**YOUR TASK:** Swap "cucumber piece" for "cucumber slice" in the lines between the one holding "the cucumber piece." and the one holding "174 25 L 178", inclusive, leaving everything else unchanged.

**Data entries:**
__________________________________________________

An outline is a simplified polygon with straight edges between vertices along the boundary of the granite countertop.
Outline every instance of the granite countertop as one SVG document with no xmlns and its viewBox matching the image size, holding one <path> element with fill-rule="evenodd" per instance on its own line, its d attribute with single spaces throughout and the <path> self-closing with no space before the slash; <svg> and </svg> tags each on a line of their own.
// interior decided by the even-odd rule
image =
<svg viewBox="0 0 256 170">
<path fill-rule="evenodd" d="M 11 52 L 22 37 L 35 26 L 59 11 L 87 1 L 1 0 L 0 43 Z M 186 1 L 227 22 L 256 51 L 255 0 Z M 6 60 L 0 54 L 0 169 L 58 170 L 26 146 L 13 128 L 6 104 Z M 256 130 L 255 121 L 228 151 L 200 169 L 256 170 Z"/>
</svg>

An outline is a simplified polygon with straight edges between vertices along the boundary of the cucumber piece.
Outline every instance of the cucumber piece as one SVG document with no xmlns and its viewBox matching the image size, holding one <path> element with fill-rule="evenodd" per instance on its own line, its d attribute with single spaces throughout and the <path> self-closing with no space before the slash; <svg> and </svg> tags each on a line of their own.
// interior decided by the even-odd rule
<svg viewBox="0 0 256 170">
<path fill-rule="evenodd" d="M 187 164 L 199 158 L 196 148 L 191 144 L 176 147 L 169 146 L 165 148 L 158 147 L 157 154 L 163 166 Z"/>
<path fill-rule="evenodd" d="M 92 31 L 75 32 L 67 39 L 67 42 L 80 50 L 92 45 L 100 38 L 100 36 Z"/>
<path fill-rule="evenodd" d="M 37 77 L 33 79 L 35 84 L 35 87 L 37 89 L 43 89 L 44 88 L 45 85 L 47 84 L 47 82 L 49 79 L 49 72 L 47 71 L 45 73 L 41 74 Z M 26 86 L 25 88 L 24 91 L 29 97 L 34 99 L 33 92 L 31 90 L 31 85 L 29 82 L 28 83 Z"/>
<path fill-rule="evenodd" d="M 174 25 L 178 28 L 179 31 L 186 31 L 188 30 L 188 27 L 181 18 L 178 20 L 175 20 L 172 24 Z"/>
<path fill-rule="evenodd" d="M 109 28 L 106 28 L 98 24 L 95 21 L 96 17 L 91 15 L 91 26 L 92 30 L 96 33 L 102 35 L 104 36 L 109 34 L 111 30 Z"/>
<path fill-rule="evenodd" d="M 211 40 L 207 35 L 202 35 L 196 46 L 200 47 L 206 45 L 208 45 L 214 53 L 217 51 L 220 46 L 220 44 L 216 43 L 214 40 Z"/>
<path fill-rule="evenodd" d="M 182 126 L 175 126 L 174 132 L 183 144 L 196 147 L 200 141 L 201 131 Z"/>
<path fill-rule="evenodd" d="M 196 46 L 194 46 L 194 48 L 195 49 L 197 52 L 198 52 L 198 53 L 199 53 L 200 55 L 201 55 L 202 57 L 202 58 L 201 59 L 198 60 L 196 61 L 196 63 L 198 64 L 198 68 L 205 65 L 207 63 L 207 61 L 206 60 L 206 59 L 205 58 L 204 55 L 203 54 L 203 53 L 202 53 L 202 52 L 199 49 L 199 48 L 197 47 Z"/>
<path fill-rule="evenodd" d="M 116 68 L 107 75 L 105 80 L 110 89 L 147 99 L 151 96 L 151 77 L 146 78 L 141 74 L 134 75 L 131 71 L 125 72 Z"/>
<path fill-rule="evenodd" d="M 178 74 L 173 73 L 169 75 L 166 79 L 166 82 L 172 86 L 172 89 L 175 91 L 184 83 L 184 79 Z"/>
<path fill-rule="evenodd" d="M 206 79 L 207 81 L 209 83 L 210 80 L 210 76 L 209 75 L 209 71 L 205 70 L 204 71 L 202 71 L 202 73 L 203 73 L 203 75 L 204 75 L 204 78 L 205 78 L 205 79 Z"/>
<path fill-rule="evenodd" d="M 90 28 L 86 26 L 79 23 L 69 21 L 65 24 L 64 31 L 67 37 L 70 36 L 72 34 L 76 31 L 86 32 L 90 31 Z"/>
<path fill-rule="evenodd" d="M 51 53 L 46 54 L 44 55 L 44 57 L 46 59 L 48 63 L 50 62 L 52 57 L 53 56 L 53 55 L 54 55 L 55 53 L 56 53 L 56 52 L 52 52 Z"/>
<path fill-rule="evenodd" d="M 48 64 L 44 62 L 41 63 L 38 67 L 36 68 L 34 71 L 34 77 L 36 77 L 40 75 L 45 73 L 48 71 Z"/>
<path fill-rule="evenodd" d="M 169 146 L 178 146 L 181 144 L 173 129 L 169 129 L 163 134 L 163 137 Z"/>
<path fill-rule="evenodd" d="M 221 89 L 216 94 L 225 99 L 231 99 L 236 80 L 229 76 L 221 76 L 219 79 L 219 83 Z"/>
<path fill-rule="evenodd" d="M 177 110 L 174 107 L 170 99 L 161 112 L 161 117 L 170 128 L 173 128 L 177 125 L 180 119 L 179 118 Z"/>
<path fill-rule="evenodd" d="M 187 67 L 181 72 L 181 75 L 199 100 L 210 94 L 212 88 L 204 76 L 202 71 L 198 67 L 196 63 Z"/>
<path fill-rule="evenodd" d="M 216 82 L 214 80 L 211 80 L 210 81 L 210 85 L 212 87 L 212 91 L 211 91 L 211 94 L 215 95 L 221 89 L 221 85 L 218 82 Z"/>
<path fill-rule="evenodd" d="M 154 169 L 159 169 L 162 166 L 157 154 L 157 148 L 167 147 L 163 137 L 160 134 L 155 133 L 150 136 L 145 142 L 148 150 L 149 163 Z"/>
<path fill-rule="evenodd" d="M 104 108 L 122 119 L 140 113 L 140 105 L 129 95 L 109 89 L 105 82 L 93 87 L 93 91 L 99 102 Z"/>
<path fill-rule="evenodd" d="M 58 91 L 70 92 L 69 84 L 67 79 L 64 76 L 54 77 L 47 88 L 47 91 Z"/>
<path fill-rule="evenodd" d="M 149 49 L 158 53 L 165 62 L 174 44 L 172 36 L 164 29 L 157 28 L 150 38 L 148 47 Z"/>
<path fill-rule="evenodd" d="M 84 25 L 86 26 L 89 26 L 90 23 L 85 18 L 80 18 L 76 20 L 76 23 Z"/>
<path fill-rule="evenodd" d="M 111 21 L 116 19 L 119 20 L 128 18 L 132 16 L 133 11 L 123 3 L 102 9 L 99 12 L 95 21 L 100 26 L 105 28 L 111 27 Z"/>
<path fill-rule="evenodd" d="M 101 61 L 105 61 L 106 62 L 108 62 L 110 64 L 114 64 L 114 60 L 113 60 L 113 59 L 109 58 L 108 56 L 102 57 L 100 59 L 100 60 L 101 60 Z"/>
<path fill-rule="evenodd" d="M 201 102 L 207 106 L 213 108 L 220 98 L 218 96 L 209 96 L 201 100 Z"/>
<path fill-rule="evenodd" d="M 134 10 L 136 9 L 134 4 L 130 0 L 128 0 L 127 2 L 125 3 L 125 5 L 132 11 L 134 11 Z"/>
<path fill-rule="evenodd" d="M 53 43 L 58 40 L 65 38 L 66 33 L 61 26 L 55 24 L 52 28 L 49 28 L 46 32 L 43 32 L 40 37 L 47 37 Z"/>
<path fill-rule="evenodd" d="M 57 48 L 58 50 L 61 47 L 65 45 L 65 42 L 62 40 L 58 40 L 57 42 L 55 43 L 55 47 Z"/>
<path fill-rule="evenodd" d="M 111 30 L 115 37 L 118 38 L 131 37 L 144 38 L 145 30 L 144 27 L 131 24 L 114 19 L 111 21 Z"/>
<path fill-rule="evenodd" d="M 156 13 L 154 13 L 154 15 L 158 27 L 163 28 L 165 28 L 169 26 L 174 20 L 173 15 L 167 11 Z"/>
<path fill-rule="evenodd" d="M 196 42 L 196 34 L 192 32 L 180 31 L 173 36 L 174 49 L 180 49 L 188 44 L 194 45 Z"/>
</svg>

__________________________________________________

**ANSWER BELOW:**
An outline is a simplified polygon with straight edges between vertices along the boundary of the cucumber slice.
Outline every instance of the cucumber slice as one SVG document with no xmlns and its viewBox matching the image size, holding one <path> element with fill-rule="evenodd" per instance on its own line, its d attribute with single spaces throughout and the <path> self-closing with no space before the slash; <svg> and </svg> tags each on a line of their own.
// interior decided by the even-odd rule
<svg viewBox="0 0 256 170">
<path fill-rule="evenodd" d="M 187 164 L 199 158 L 196 148 L 191 144 L 176 147 L 169 146 L 165 148 L 158 147 L 157 154 L 163 166 Z"/>
<path fill-rule="evenodd" d="M 92 31 L 75 32 L 67 39 L 67 42 L 80 50 L 92 45 L 100 38 L 100 36 Z"/>
<path fill-rule="evenodd" d="M 37 77 L 33 79 L 35 84 L 35 87 L 37 89 L 43 89 L 44 88 L 45 85 L 47 84 L 47 82 L 49 79 L 49 72 L 47 71 L 45 73 L 41 74 Z M 26 86 L 25 88 L 24 91 L 29 97 L 34 99 L 33 92 L 31 90 L 31 85 L 29 82 L 28 83 Z"/>
<path fill-rule="evenodd" d="M 174 25 L 178 28 L 179 31 L 186 31 L 188 30 L 188 27 L 181 18 L 178 20 L 175 20 L 172 24 Z"/>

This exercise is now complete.